Paul Mason Vs Anti-Humanism

Excuse me, what? He continues,
"Once you can accept that ‘humanity is a social construct’ and that ‘history is a process without a subject’, you can look at the 1,500 dead civilians in Mariupol and categorise them as ‘neo-nazis’". Now there's a spicy take if there ever was one.
Having knocked around the left for a while, I haven't got a clue what he's writing about. Trotskyism, still the dominant trend on the revolutionary left in this country, are hardly known for incorporating recent developments in philosophy and social theory into what passes for their Marxism. For these people even Gramsci is largely beyond the pale. Stalinism cares even less, locked in its own cycle of anti-imperialist/imperialist goodies and baddies. Where Foucault and Althusser have made a splash in activist circles are very much outside these traditions, with the former finding a welcome reception among anarchists. I'm not au fait with that scene, but as a rule anarchism doesn't go out of its way to excuse tyrants and rival states.
What's his beef? Responding to criticism, Paul says his attack on anti-humanism is elaborated in his Clear Bright Future. I haven't read his book, but on the basis of this and previous comments about postmodernism it appears his definition of anti-humanism differs from its usage in theoretical debates. To cut a long story short, anti-humanism does not mean anti-human. Paul's scary framing of 'history is a process without a subject' is nonsensical. All it means is the starting point for analysis, in Marxism for instance, is class and social relations. Take Marx's Capital as an example. Marx begins with the commodity, and from there considers exchange, capital, surplus value, the division of labour, and so on. We don't start off from human beings endowed by providence with certain attributes, but from how the system we collectively produce moves. This is the point Althusser elaborated in For Marx and Reading Capital, and is so obvious that it should be uncontroversial. Indeed, it is where the bulk of contemporary radical social theory and philosophy now rests, though it tends to badge itself post-humanist as a way of indicating how these debates are settled and superseded.
What informs Paul's violent rejection of the term is his collapse of anti-humanism into anti-human, as if taking an accurate view of how social processes work erases the special, precious quality of what it is to be human. This is complete bunkum. Anti-humanist theory is rooted in socialist, feminist, anti-racist and queer challenges to how philosophy has condensed, prettified, and abstracted the experience of dominant elites and rendered them in theoretical terms. Their theory constructs a man out of abstract properties that happen to align with bourgeois values, outlooks, and ontology. They might have been radical and revolutionary in the 18th century, but by the late 19th century they obscured and distorted perceptions of the world. The human of anti-humanism is entirely different. It is a creature of history, not of philosophical schematics. Its conception of justice is derived from millennia of being on the receiving end of exploitation, its legitimacy derived from the theoretical working out of the excluded and othered. Its pain is real, concrete suffering. Anti-humanism is the eruption of the wretched of the earth into philosophy, what Althusser rightly stylised as the class struggle in theory. There is nothing more familiar, more human than the anti-human. We are many, they are few, and unsurprisingly they find our theory, our attempts to sketch out an understanding of the world both challenging and frightening.

Lines of data:
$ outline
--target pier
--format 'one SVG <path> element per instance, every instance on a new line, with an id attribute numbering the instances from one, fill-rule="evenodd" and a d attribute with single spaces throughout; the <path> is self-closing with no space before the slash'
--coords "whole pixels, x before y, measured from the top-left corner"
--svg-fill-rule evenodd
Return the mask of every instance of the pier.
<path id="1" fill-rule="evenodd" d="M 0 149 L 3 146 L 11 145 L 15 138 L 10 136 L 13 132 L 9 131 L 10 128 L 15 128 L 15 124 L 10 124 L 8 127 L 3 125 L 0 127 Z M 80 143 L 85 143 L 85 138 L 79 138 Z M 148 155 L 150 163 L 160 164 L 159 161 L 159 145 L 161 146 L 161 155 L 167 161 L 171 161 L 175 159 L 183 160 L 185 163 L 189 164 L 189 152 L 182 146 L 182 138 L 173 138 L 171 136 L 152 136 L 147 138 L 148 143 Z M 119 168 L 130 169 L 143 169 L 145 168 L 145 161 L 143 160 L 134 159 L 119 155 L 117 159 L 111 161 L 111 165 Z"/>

> [Challenges]
1) In the text on Paul Mason and anti-humanism, what does Marx begin with in Capital?
2) Write out the text on Paul Mason and anti-humanism from "Having knocked around" up to and including "and rival states.", word for word.

> [Solutions below]
1) Marx begins with the commodity.

2)
Having knocked around the left for a while, I haven't got a clue what he's writing about. Trotskyism, still the dominant trend on the revolutionary left in this country, are hardly known for incorporating recent developments in philosophy and social theory into what passes for their Marxism. For these people even Gramsci is largely beyond the pale. Stalinism cares even less, locked in its own cycle of anti-imperialist/imperialist goodies and baddies. Where Foucault and Althusser have made a splash in activist circles are very much outside these traditions, with the former finding a welcome reception among anarchists. I'm not au fait with that scene, but as a rule anarchism doesn't go out of its way to excuse tyrants and rival states.